EXERCISE TASK: Starting at the line containing "For the benchmark, mark every instance of the gray" and continuing through the end of the entries, give that part again with "photo" replaced by "image" and nothing else changed. Leave the pictures out.

TASK INPUT:
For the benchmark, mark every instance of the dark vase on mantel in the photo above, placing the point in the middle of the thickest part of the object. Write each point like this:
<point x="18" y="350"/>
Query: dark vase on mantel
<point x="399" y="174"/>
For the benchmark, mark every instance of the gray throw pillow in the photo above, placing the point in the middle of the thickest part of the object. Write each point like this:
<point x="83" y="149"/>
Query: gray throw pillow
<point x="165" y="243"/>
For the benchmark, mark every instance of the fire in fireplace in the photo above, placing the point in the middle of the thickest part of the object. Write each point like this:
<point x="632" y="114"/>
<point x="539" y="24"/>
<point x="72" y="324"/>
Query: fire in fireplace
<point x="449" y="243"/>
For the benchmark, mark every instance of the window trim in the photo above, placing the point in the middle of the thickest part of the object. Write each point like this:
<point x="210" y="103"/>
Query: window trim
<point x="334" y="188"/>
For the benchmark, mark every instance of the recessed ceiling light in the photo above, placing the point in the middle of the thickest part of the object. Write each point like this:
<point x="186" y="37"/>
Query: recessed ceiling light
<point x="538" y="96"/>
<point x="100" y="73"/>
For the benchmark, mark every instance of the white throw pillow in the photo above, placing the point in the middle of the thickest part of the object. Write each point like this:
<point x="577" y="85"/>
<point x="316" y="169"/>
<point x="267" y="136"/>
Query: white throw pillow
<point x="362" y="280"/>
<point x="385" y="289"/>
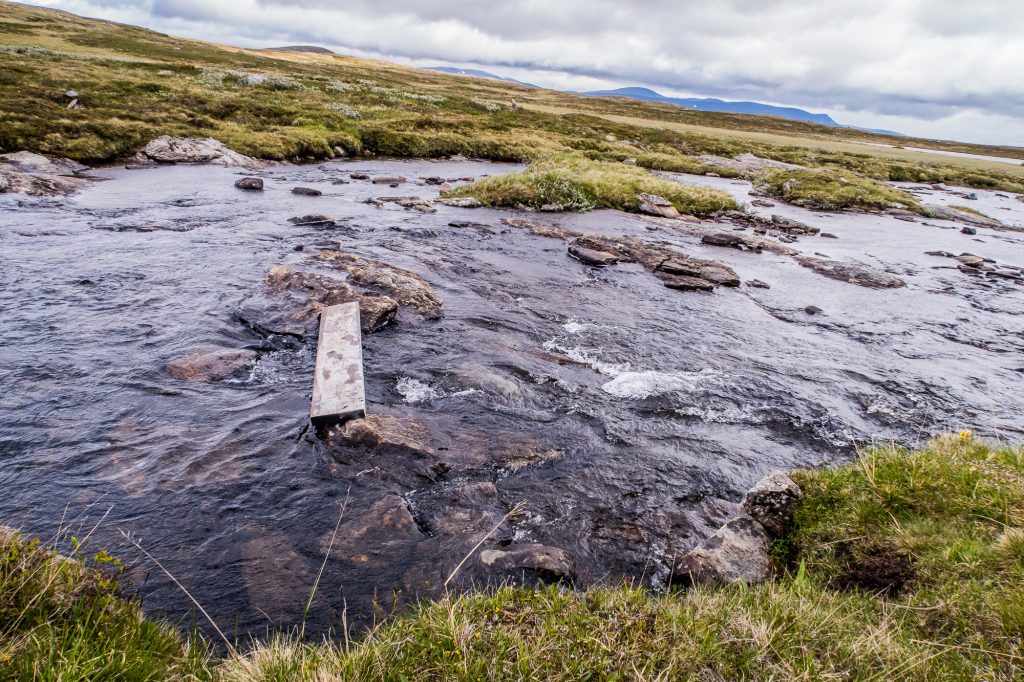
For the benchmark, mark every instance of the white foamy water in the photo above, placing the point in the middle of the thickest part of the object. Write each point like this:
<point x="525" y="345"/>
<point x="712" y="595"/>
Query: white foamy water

SOLUTION TO THIS PROBLEM:
For the benchmark, mark every instance of the gray throw pillow in the image above, placing the point in the middle of the thickest part of the object. Write each point like this:
<point x="83" y="149"/>
Query: gray throw pillow
<point x="165" y="243"/>
For the benchmark, mark every instance of the fire in fireplace in the image above, placing the point in the middle of the thickest part of the object. Write each point like this:
<point x="632" y="114"/>
<point x="539" y="24"/>
<point x="72" y="324"/>
Query: fire in fireplace
<point x="449" y="243"/>
For the benchmark, mark every instance of the window trim in the image above, placing the point in the middle of the thickest part of the object. Write each point like this:
<point x="210" y="103"/>
Query: window trim
<point x="334" y="188"/>
For the benchmark, mark every instance of the recessed ceiling light in the image above, placing the point in the middle of the thickest part of the object. Write each point like this:
<point x="186" y="37"/>
Query: recessed ceiling light
<point x="538" y="96"/>
<point x="100" y="73"/>
For the benchmark, mark every instance of the white throw pillow in the image above, placing the point in the middle of the thickest part of the object. Write each point like this:
<point x="577" y="85"/>
<point x="316" y="169"/>
<point x="267" y="136"/>
Query: white throw pillow
<point x="362" y="280"/>
<point x="385" y="289"/>
For the benchmark, mark every instance of the white foamy water in the image above, placing the point in the middle of the thickest part of the object. Write each point like this:
<point x="525" y="345"/>
<point x="712" y="595"/>
Query: white foamy water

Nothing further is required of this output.